# Brief
Work through the data line by line, gathering every line that has the word "allows".

# Information shown
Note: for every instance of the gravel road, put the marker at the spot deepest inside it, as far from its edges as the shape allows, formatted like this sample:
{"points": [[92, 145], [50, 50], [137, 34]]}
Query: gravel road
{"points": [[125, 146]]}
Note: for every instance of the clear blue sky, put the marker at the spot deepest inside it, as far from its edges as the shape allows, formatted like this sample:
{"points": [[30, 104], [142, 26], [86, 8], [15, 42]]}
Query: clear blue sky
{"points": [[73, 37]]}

...

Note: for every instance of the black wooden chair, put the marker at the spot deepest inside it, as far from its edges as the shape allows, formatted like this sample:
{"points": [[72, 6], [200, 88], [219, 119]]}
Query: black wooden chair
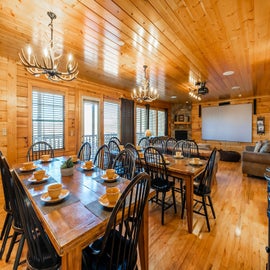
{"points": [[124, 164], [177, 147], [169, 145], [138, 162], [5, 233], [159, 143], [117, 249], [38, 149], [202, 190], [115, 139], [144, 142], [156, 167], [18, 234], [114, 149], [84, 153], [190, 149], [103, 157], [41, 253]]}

# Reply
Note: for every instance of the gravel road, put the marker at the spot deepest inside it, as far from its edges as the shape allows, formatted like this sample:
Note: for every instance of the clear blue sky, put the marker at the spot deepest inside it, as far from its edges as the shape allows, formatted like this sample:
Note: for every instance of the black wooden chair, put the marker at the spot deepest inside it, as far from its edges as the shape allows, formatted like this sample:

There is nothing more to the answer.